*Task prompt:* Reproduce each of the following rows verbatim, without any alteration.

*Supplied information:*
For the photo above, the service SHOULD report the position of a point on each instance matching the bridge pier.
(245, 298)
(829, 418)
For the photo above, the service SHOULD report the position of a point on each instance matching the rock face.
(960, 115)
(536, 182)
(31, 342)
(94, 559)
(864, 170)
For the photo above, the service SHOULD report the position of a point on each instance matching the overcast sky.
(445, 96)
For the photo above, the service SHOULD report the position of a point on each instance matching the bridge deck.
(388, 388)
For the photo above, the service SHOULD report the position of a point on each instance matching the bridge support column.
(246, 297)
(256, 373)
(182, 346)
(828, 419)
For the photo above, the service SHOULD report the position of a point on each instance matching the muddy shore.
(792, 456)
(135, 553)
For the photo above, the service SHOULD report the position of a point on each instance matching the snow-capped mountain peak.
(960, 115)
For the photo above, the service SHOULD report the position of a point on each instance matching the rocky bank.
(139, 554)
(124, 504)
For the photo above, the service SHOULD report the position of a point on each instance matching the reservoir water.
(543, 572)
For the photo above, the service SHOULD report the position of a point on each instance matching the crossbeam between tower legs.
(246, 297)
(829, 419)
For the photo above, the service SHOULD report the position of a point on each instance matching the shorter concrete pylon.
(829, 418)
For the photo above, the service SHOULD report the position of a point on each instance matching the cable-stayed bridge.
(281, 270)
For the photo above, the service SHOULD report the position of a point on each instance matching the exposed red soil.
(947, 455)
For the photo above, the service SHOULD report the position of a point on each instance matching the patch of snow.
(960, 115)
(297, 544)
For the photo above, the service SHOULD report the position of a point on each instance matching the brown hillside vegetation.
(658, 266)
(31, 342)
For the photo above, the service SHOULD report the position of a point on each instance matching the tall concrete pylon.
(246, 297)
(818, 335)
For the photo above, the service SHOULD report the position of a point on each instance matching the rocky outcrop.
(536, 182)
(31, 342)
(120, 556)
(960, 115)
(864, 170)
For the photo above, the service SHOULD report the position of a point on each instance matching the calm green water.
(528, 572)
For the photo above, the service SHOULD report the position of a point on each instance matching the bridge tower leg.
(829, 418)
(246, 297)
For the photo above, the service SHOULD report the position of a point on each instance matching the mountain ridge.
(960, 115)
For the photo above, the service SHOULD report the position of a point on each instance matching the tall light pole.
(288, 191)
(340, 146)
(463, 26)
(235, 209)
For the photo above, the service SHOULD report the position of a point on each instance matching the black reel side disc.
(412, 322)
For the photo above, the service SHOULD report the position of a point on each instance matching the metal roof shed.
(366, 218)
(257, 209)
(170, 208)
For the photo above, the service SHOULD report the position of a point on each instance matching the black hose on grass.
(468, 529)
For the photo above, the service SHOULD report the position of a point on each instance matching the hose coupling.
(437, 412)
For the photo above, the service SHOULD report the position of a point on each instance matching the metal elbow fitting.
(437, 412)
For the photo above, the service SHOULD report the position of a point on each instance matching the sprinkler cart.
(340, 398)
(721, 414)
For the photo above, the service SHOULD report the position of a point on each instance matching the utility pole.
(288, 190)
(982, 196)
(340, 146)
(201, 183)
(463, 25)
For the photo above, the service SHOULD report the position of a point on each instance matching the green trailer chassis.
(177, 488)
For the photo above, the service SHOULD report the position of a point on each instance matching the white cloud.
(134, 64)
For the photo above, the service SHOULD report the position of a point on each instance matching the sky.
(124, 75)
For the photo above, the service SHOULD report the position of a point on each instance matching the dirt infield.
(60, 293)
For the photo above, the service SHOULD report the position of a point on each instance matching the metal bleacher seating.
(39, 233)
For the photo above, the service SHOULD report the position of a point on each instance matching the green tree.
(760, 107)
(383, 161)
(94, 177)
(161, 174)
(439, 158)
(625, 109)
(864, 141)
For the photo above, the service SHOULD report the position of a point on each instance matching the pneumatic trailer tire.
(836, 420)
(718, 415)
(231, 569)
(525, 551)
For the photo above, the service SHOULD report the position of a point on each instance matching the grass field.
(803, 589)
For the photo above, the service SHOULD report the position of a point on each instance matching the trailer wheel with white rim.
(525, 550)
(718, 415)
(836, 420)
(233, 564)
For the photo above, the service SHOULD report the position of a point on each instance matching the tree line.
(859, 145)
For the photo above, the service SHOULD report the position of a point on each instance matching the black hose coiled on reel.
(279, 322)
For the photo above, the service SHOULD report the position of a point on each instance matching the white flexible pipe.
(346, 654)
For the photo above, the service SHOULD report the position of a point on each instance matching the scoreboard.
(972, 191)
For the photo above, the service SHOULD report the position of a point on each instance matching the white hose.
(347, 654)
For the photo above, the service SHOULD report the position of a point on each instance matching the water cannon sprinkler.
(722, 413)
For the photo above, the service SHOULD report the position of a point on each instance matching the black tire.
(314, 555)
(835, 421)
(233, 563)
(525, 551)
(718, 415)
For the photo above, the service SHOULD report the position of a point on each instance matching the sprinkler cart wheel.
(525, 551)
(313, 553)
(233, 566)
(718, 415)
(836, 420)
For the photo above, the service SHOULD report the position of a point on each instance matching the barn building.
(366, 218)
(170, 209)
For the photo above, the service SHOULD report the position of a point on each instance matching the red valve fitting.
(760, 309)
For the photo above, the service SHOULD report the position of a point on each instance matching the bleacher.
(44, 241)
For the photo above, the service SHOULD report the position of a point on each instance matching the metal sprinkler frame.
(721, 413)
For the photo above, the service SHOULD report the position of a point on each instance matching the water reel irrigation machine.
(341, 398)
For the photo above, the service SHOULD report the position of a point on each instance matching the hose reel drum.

*Response to the exercise:*
For the photo above, the service SHOULD report the position of a point on each instance matching the bridge pier.
(245, 298)
(829, 418)
For the photo above, the service SHOULD report the position of a point on each instance matching the rock face.
(960, 115)
(536, 182)
(31, 342)
(94, 559)
(864, 170)
For the photo above, the service SHOULD report the position of a point on each instance matching the overcast sky.
(445, 96)
For the photo above, the service SHOULD report the position of a point on each instance matching the bridge deck.
(388, 388)
For the photo above, the service SHOULD report the position of a point on each instance matching the bridge support column.
(246, 297)
(256, 373)
(182, 346)
(828, 419)
For the photo above, the service SHOULD report the position of a point on each instance matching the muddy shore.
(792, 456)
(135, 553)
For the photo above, the service SHOULD report the position of a point on each instance matching the snow-capped mountain peak.
(960, 115)
For the photo above, the service SHOULD report the position of a point on each instance matching the rocky bank.
(139, 554)
(124, 504)
For the photo above, the service SHOULD report the position of a point on each instance matching the reservoir water.
(543, 572)
For the photo above, the service SHOULD report the position of a point on each instance matching the crossbeam between tower legs.
(246, 297)
(829, 419)
For the photo above, the service SHOULD report the position of a point on each instance matching the shorter concrete pylon.
(829, 418)
For the photo above, the service SHOULD report the position of a point on each instance matching the cable-stayed bridge.
(281, 270)
For the photo above, the service SHOULD report the position of a point on each instance matching the exposed red soil.
(947, 455)
For the photo above, the service SHOULD report the position of a point on each instance matching the patch of snow.
(960, 115)
(297, 544)
For the photo above, the service SHOULD report the position of a point on each instance matching the brown hillside vegetation.
(658, 266)
(31, 342)
For the photo above, the service SHOULD report the position of a point on each instance matching the tall concrete pylon.
(246, 297)
(818, 335)
For the photo above, the service SHOULD report the position of a point on each instance matching the rocky outcrop.
(536, 182)
(31, 342)
(120, 556)
(960, 115)
(864, 170)
For the photo above, the service SHOULD report the position of a point on each instance matching the calm green water.
(528, 572)
For the photo above, the service SHOULD report the position of a point on each instance matching the bridge tower leg.
(829, 418)
(246, 297)
For the photo above, the service SHOULD report the position of a point on each instance matching the mountain ridge.
(960, 115)
For the photo above, the service SHOULD report the position of a point on each instance matching the tall light pole.
(288, 191)
(340, 146)
(463, 26)
(235, 209)
For the photo above, the service SHOULD report the position of a point on each instance matching the black reel side disc.
(412, 322)
For the photo above, the service SHOULD report the position of a point on each instance matching the metal roof shed.
(366, 218)
(257, 209)
(170, 208)
For the photo above, the service SHOULD report the position of a point on each instance matching the black hose on grass.
(468, 529)
For the photo above, the service SHOULD report the position of a point on each instance matching the hose coupling.
(437, 412)
For the photo above, the service SHOULD report the position of a point on each instance matching the metal elbow fitting.
(437, 412)
For the photo above, the service SHOULD report the position of a point on each instance matching the sprinkler cart.
(340, 398)
(721, 414)
For the photo above, the service SHOULD report the position of a point on each instance matching the utility pole.
(288, 190)
(982, 196)
(340, 146)
(201, 183)
(463, 25)
For the photo above, the service SHOULD report the position of a point on each instance matching the green trailer chassis.
(177, 488)
For the photo above, the service SHOULD report the position of a point on each instance matching the white cloud.
(134, 64)
For the photo above, the service SHOULD report the position of a point on each instance matching the sky.
(124, 75)
For the photo above, the service SHOULD report the position of a point on each instance matching the dirt infield.
(60, 293)
For the photo above, the service SHOULD report the position of a point on each instance matching the metal bleacher seating.
(39, 233)
For the photo above, the service SHOULD report the position of a point on each instance matching the green tree.
(760, 107)
(383, 161)
(94, 177)
(161, 174)
(439, 158)
(625, 109)
(864, 141)
For the photo above, the service SHOULD report the position of a point on each instance matching the pneumatic trailer tire.
(836, 420)
(718, 415)
(231, 569)
(525, 551)
For the photo above, the service SHOULD report the position of a point on each instance matching the grass field.
(803, 589)
For the photo above, the service SHOULD report the position of a point on each instance matching the trailer wheel with white rim.
(525, 550)
(718, 415)
(836, 420)
(233, 564)
For the photo above, the service SHOULD report the position of a point on each instance matching the tree line.
(859, 145)
For the photo above, the service SHOULD report the position of a point on each instance matching the black hose coiled on reel.
(279, 322)
For the photo above, the service SHOULD report the position of a point on each instance matching the white flexible pipe.
(346, 654)
For the photo above, the service SHOULD report the position of a point on each instance matching the scoreboard.
(972, 191)
For the photo above, the service SHOULD report the position of a point on each instance matching the white hose.
(347, 654)
For the photo above, the service SHOULD report the position of a point on each instance matching the water cannon sprinkler.
(722, 413)
For the photo above, the service SHOULD report the position of a point on each instance matching the black tire.
(314, 555)
(835, 421)
(233, 563)
(525, 551)
(718, 415)
For the photo above, the service SHOULD report the position of a point on each instance matching the sprinkler cart wheel.
(525, 551)
(313, 553)
(233, 566)
(718, 415)
(836, 420)
For the photo above, the service SHOULD report the position of a point on each instance matching the barn building.
(366, 218)
(170, 209)
For the photo above, the service SHOULD report the position of a point on each instance matching the red valve fitting.
(760, 309)
For the photo above, the service SHOULD report the position of a point on each instance matching the bleacher.
(44, 241)
For the photo above, the service SHOULD report the position of a point on each instance matching the metal sprinkler frame.
(721, 413)
For the photo above, the service SHOULD report the position of a point on each instance matching the water reel irrigation machine.
(341, 398)
For the photo above, the service SHOULD report the position of a point on each instance matching the hose reel drum.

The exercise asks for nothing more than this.